Source text:
Vegetarians and vegans get the message: To be a normal person, you have to eat meat. And lately in popular culture, the crazed behavior of a vegetarian gone off the rails appears more and more often.
In the critically acclaimed French-Belgian horror film "Raw", released last year, protagonist Justine, a lifelong vegetarian, is forced to eat raw rabbit kidney as part of a hazing ritual at veterinary school. She discovers she has a taste for flesh — including, of course, of the human variety.
"The Vegetarian", a prize-winning South Korean novella by Han Kang, explores the exact opposite trajectory. The main character, Yeoung-hye, is unable to sleep at night, haunted by nightmares of blood, flesh, and carnage. She throws out all the animal products in her house and goes vegetarian.
But as Yeoung-hye tries to distance herself from the violence associated with eating, she wastes away, losing so much weight that her bones begin to protrude. She eventually begins to believe she has become a plant, and ends up in a psychiatric hospital. As her mother warns her early in the book: “Stop eating meat, and the world will devour you whole.”

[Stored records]
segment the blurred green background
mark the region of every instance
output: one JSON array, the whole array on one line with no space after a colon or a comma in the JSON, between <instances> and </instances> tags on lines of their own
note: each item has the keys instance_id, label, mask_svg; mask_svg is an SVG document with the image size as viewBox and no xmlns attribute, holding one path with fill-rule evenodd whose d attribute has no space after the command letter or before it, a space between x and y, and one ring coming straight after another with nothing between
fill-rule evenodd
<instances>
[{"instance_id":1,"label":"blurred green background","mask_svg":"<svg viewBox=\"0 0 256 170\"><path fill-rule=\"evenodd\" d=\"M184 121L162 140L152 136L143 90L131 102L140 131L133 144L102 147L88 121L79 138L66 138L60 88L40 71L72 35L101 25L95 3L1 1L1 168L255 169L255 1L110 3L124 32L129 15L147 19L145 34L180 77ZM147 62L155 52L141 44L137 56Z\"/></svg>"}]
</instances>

Exercise aim: According to the passage on vegetarians in popular culture, what is Justine made to eat during the hazing ritual at veterinary school?

Output below: Raw rabbit kidney.